#### WHAT THIS TASK INVOLVES:
Reproduce each of the following records verbatim, line for line, with no changes.

#### EXTRACTED MATERIAL:
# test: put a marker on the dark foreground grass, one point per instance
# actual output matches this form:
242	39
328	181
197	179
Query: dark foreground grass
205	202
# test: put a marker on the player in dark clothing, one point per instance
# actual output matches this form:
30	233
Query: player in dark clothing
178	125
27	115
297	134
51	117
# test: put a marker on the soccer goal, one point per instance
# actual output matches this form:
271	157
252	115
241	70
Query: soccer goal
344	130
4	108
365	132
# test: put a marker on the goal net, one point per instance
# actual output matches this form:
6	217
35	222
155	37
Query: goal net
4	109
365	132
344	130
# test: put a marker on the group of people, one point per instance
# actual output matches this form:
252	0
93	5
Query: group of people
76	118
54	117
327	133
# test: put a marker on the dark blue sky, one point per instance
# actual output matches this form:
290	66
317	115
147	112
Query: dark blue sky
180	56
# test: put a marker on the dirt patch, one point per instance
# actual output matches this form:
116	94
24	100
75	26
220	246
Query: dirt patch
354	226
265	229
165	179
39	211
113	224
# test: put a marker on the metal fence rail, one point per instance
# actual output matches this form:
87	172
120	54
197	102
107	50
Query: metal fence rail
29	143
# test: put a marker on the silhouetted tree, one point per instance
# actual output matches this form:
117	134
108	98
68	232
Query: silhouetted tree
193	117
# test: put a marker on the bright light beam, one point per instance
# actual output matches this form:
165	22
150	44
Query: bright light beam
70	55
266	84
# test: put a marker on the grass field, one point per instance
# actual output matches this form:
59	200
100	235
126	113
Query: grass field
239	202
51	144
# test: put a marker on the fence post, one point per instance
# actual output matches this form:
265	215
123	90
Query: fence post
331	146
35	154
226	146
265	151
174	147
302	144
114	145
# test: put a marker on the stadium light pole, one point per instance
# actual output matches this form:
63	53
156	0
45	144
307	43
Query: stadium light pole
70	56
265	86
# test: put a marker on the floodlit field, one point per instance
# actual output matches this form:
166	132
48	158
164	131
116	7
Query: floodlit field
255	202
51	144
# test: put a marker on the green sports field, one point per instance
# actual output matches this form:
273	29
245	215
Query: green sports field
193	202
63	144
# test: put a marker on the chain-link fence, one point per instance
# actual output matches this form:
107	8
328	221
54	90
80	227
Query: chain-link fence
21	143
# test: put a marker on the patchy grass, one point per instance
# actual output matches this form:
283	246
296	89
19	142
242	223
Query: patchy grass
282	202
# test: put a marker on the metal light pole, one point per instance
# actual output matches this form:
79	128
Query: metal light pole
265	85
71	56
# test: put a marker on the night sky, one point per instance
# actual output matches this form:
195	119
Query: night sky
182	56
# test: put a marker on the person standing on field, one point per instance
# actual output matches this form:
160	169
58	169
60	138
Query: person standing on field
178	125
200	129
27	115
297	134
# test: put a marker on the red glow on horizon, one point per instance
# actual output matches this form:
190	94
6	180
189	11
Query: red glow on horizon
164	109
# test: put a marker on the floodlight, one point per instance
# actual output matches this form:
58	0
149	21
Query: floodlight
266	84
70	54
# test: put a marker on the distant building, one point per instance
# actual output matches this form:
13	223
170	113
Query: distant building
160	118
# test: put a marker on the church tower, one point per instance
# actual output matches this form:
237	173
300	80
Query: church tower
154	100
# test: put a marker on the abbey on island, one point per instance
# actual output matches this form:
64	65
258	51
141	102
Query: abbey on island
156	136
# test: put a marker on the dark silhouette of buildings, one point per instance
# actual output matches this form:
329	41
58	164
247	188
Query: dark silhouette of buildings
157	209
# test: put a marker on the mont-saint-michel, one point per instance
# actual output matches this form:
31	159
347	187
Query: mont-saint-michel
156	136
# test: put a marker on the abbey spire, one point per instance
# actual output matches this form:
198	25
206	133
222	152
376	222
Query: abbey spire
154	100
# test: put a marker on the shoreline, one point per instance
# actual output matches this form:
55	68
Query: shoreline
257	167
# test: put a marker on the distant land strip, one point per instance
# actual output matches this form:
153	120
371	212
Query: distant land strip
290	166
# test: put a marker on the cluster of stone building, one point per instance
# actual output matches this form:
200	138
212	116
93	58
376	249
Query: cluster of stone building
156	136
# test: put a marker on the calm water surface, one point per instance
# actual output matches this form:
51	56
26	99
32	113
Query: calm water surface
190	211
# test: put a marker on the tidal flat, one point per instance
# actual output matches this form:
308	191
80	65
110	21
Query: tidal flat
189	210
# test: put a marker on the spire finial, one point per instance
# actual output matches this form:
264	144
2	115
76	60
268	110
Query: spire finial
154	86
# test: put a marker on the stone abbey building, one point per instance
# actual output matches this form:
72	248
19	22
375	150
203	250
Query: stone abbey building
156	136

#### TASK RESPONSE:
# test: put a marker on the dark foreground grass, one point per instance
# actual output matches this form:
242	39
328	181
197	179
Query: dark foreground grass
205	202
# test: put a marker on the player in dark clothing, one point per instance
# actual output matches this form:
30	233
Query: player in dark clothing
178	125
27	115
297	134
51	117
# test: put a marker on the soccer goal, one point per instance
# actual output matches this form:
271	157
252	115
241	70
Query: soccer goal
344	130
4	108
365	132
# test: put a marker on the goal net, one point per instance
# actual output matches this form:
6	217
35	222
155	37
Query: goal net
4	109
365	132
344	130
# test: put a marker on the group of people, one point per instance
# actual output matches this form:
252	0
93	5
Query: group of people
76	118
54	117
327	133
# test: put a marker on the dark blue sky, one point per instance
# actual output matches this form:
290	66
317	115
147	112
Query: dark blue sky
180	56
# test: put a marker on the dirt patch, one point per instance
# actual output matches this form:
116	94
24	100
75	26
220	246
Query: dirt patch
354	226
265	229
165	179
39	211
113	224
# test: put a marker on the metal fence rail, one point per instance
# actual output matches this form:
87	172
120	54
197	102
107	50
Query: metal fence rail
29	143
# test: put a marker on the silhouetted tree, one point per instance
# actual output matches this form:
117	134
108	98
68	232
Query: silhouetted tree
193	117
# test: put a marker on the bright light beam, one point per instance
# actual output matches this form:
165	22
150	44
Query: bright light beam
70	55
266	84
# test: put a marker on the grass field, one point per instance
# actual output matches this form:
59	200
100	235
126	113
Query: grass field
239	202
51	144
# test: put a marker on the fence post, one point per instance
# actual output matches this form:
265	215
123	90
Query: fence post
331	146
35	154
226	146
265	151
174	147
302	144
114	145
# test: put a marker on the stadium light pole, one point per instance
# actual output matches this form:
63	53
156	0
45	144
307	43
Query: stadium light pole
70	56
265	86
# test: put a marker on the floodlit field, one point per instance
# actual output matches this form:
166	132
48	158
164	131
116	7
Query: floodlit field
255	202
51	144
# test: put a marker on the green sports field, one point per instance
# actual output matches this form:
273	29
245	215
Query: green sports field
193	202
63	144
# test: put a marker on the chain-link fence, one point per instance
# actual output matches this form:
107	8
328	221
54	90
80	227
Query: chain-link fence
21	143
# test: put a marker on the patchy grass, one point per instance
# actual output matches this form:
283	246
296	89
19	142
242	223
Query: patchy grass
282	202
# test: put a marker on the metal light pole, one point per instance
# actual output matches this form:
79	128
Query: metal light pole
265	85
71	56
# test: put a marker on the night sky, one point per instance
# actual output matches this form:
195	119
Query: night sky
182	56
# test: put a marker on the person standing on field, one point per instance
# actual output matches this form:
160	169
58	169
60	138
Query: person standing on field
178	125
200	129
27	115
297	134
# test: put a marker on the red glow on horizon, one point per instance
# actual output matches this form:
190	94
6	180
189	11
Query: red glow on horizon
164	109
# test: put a marker on the floodlight, one point per instance
# actual output matches this form:
58	0
149	21
Query: floodlight
266	84
70	54
# test: put a marker on the distant building, one point per instance
# actual output matches this form:
13	223
170	113
Query: distant building
160	118
# test: put a marker on the church tower, one point per instance
# actual output matches this form:
237	173
300	80
Query: church tower
154	100
# test: put a marker on the abbey on island, one point per instance
# actual output matches this form:
64	65
258	51
141	102
Query: abbey on island
156	136
# test: put a marker on the dark silhouette of buildings, one point per instance
# actual output matches this form:
329	41
58	164
247	188
Query: dark silhouette of buildings
157	209
# test: put a marker on the mont-saint-michel, one point per instance
# actual output matches this form:
31	159
347	187
Query: mont-saint-michel
156	136
# test: put a marker on the abbey spire, one point per instance
# actual output matches this form:
198	25
206	133
222	152
376	222
Query: abbey spire
154	100
# test: put a marker on the shoreline, one point per instance
# actual output matches this form:
55	68
Query: shoreline
257	167
# test: put a marker on the distant land strip, one point per instance
# actual output matches this form:
153	120
371	212
Query: distant land strip
290	166
# test: put a marker on the cluster of stone building, one point per instance
# actual output matches this form:
200	138
212	116
93	58
376	249
Query: cluster of stone building
156	136
# test: put a marker on the calm water surface, one point per instance
# actual output matches this form:
51	56
26	99
32	113
Query: calm water surface
190	211
# test: put a marker on the tidal flat, one point per instance
# actual output matches this form:
308	191
80	65
110	21
Query: tidal flat
189	210
# test: put a marker on the spire finial, one point per instance
# actual output matches this form:
264	144
2	115
76	60
268	110
Query: spire finial
154	86
# test: put a marker on the stone abbey building, one point per instance
# actual output matches this form:
72	248
19	22
375	150
203	250
Query: stone abbey building
156	136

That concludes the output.